DATA PROVIDED:

━━━━

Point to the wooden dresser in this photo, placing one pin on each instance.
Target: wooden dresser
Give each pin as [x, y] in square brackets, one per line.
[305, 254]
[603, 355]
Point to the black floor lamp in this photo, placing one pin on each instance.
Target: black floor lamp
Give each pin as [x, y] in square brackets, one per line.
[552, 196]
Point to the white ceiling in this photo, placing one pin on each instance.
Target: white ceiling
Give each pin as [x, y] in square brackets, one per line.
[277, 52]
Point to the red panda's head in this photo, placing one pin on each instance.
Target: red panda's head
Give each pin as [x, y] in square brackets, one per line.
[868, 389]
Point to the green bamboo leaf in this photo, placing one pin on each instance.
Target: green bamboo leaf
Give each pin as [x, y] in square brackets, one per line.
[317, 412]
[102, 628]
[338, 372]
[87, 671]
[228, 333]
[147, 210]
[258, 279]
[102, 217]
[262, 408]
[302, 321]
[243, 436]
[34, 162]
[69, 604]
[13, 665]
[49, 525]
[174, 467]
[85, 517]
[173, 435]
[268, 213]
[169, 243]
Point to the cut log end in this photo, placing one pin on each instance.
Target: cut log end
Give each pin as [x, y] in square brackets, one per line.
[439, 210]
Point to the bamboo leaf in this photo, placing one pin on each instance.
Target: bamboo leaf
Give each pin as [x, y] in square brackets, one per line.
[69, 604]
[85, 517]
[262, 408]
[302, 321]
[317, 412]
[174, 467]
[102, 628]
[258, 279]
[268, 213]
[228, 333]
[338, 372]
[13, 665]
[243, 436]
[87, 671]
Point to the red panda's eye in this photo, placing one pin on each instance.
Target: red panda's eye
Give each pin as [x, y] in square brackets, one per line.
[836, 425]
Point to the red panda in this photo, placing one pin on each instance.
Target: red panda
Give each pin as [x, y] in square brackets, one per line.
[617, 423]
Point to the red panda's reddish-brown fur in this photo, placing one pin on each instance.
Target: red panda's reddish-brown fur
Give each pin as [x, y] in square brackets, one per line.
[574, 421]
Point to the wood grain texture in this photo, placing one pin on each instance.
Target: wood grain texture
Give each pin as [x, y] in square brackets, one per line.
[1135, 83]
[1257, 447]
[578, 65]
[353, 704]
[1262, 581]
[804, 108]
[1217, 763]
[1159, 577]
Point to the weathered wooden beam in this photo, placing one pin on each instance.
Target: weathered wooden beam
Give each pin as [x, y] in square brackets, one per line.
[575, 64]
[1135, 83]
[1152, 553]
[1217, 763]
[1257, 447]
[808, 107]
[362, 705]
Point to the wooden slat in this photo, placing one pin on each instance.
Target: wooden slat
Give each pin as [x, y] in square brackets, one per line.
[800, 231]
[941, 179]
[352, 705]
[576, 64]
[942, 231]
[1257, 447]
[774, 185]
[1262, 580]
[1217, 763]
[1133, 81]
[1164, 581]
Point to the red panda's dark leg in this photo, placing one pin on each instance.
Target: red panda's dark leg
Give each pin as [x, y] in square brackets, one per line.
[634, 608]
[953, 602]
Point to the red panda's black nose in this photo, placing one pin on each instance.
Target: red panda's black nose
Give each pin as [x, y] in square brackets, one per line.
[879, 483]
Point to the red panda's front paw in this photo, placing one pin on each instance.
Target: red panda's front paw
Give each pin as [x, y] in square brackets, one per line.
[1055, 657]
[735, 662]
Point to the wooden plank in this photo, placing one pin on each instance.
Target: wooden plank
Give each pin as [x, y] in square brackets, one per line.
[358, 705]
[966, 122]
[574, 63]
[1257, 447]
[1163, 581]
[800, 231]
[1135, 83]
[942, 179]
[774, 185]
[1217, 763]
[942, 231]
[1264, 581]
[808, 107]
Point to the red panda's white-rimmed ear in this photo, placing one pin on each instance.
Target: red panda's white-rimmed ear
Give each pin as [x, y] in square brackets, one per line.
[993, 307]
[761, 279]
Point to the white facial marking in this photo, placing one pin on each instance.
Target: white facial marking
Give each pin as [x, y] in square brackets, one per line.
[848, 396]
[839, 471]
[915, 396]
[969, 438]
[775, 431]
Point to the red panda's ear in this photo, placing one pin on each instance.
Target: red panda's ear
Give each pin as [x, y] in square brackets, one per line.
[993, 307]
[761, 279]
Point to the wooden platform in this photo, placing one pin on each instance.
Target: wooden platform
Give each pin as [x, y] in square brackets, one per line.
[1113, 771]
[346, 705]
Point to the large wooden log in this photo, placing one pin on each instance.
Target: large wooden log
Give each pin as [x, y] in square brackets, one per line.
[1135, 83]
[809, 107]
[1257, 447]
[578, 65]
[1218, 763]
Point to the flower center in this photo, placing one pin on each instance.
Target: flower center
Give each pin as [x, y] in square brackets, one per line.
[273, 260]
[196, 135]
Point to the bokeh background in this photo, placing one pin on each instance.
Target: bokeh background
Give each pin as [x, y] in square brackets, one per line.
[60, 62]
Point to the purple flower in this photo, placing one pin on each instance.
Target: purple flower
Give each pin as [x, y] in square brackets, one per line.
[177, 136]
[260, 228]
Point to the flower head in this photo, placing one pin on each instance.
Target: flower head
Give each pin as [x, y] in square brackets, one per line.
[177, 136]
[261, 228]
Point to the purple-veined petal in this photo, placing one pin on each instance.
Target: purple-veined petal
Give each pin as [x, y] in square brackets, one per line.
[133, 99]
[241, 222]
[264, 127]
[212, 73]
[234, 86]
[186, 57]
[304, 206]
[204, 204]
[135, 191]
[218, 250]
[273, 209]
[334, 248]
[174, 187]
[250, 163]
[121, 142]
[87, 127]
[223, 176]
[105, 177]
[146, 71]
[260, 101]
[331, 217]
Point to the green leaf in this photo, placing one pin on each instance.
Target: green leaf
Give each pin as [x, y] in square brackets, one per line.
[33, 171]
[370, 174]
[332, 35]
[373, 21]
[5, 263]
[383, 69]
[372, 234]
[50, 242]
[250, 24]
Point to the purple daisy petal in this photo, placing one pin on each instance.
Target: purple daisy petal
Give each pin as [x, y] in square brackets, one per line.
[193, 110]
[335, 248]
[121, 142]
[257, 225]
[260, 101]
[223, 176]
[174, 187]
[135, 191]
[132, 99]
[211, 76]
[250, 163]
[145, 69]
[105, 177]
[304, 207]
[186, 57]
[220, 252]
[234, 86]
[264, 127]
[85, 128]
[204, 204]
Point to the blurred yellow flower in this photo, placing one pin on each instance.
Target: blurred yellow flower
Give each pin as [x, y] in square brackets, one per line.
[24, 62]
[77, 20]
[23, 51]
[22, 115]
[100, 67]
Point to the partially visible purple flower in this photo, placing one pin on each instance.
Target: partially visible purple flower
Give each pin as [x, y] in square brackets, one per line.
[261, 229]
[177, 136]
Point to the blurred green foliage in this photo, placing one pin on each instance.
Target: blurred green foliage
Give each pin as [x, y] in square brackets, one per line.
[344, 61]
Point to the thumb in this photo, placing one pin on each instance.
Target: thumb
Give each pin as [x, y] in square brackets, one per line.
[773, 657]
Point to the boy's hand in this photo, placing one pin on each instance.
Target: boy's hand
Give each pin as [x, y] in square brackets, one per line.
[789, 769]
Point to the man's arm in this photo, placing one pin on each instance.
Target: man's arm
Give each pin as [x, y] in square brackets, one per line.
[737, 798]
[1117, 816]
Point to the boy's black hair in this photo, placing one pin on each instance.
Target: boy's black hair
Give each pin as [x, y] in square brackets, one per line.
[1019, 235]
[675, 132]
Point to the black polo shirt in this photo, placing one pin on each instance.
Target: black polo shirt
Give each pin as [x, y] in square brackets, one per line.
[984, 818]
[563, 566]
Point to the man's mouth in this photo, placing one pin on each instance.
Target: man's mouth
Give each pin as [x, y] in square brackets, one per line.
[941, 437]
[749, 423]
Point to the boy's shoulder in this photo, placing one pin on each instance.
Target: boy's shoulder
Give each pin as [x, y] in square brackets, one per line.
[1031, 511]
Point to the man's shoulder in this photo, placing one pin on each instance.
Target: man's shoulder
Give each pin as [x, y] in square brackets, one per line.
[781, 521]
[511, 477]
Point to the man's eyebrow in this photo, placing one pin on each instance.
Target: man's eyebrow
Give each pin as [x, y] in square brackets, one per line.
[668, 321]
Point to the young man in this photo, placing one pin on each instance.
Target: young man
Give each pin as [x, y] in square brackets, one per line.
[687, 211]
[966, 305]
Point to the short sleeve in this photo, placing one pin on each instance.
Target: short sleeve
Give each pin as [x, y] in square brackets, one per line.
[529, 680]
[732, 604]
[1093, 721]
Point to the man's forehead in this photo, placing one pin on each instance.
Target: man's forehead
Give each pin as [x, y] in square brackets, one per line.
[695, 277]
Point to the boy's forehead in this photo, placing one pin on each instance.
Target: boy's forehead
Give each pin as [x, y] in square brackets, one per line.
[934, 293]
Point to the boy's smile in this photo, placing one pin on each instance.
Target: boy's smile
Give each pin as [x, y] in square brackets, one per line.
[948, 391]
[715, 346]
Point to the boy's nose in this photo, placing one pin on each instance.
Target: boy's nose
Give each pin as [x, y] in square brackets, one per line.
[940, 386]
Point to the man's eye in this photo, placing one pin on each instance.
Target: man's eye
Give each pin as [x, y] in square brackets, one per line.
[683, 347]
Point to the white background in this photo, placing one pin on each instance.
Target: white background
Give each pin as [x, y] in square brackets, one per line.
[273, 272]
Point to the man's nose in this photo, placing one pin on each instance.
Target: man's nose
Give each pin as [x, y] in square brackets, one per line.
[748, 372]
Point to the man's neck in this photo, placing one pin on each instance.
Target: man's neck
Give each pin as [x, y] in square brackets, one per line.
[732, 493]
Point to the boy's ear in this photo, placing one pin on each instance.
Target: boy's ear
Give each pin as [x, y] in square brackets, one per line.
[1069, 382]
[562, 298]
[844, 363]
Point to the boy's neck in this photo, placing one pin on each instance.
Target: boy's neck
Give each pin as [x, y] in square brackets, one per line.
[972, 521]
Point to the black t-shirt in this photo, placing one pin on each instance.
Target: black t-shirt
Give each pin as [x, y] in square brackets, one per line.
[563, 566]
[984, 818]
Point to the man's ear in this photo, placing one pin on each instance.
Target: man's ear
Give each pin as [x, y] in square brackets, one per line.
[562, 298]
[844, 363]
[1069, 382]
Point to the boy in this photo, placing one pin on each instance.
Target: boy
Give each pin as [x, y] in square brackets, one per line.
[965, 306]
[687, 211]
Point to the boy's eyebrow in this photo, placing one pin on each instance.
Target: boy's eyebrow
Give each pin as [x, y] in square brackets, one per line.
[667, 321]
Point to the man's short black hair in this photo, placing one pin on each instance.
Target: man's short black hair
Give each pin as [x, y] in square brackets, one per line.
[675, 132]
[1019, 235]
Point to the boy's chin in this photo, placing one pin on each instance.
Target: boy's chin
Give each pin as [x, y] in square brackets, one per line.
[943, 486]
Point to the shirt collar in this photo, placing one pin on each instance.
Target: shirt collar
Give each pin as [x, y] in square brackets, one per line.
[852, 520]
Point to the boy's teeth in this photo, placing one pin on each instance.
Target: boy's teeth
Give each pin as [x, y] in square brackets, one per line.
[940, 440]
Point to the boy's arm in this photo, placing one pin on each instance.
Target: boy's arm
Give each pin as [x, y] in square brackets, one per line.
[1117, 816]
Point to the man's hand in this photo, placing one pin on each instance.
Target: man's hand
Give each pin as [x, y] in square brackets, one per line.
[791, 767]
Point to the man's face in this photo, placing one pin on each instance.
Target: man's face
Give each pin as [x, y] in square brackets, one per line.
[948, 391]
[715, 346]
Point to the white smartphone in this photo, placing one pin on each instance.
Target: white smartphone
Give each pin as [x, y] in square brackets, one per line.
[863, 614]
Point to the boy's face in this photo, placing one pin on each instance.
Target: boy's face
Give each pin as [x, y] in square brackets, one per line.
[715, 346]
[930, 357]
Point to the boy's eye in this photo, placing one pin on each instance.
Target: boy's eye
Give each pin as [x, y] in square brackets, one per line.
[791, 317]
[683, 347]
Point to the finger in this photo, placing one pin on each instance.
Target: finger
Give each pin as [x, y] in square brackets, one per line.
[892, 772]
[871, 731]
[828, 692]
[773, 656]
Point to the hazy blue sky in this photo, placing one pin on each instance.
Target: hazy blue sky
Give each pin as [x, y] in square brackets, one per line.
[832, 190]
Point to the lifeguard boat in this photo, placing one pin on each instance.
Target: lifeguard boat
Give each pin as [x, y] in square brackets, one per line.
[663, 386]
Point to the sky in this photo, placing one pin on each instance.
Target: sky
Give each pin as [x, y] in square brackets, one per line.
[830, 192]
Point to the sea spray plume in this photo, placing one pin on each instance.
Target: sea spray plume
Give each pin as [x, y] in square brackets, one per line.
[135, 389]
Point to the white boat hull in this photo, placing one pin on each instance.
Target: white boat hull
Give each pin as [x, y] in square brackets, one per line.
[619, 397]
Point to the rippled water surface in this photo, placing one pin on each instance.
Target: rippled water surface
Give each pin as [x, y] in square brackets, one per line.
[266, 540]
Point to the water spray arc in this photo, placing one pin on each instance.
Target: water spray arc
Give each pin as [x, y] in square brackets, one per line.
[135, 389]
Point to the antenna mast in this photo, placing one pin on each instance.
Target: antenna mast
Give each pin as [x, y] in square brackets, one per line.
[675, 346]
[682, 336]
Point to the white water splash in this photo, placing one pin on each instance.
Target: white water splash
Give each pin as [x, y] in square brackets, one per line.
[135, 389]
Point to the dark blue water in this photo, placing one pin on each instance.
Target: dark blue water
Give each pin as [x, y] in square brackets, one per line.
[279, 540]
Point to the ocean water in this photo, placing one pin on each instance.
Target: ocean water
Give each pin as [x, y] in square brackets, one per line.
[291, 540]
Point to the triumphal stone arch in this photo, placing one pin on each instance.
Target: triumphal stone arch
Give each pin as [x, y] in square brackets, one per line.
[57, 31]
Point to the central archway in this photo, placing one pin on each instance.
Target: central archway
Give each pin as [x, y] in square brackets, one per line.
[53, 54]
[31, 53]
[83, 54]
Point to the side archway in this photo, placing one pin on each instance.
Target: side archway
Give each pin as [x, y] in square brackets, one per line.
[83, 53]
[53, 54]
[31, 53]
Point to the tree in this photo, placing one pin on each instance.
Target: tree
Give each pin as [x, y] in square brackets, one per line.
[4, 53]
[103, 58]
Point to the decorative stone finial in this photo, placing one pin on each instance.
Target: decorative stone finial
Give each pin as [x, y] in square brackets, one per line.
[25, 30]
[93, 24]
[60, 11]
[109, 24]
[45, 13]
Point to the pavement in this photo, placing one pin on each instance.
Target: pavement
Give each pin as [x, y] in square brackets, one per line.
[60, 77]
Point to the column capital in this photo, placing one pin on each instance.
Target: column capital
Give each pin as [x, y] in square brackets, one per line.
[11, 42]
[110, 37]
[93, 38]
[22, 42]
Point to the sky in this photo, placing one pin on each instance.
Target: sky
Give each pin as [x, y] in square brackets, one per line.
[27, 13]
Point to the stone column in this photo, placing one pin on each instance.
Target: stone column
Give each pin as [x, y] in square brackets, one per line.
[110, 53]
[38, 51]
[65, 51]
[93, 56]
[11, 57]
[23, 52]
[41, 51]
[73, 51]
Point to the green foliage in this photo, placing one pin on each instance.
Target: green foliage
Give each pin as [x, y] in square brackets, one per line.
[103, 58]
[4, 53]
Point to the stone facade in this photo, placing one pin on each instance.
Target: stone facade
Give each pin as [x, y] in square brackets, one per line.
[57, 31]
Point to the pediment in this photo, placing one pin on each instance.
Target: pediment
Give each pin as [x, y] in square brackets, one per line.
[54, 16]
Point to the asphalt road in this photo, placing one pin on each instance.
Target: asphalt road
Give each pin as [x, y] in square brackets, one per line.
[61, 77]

━━━━

STATED TASK:
From the line containing "Point to the stone column" down to the final line of the data, write out every line exactly; both the first and last of these belong in your answer, and nothing else does.

WRITTEN ANSWER:
Point to the stone column in this photo, placing one pin on each instance.
Target: stone column
Give each pin as [x, y] in square brackets, one per line.
[110, 53]
[38, 51]
[65, 51]
[93, 56]
[11, 57]
[23, 52]
[41, 51]
[73, 51]
Point to the green foliage in this photo, placing one pin on each instance.
Target: green foliage
Give each pin as [x, y] in square brackets, one per line.
[103, 58]
[4, 53]
Point to the stone facade in this photo, placing one pin on each instance.
Target: stone facade
Give each pin as [x, y] in square brackets, one per line.
[57, 31]
Point to the pediment in this photo, placing one pin on each instance.
Target: pediment
Give each pin as [x, y] in square brackets, one per line.
[54, 16]
Point to the asphalt road in this photo, placing one pin on each instance.
Target: asphalt road
Give each pin as [x, y] in square brackets, one per line.
[61, 77]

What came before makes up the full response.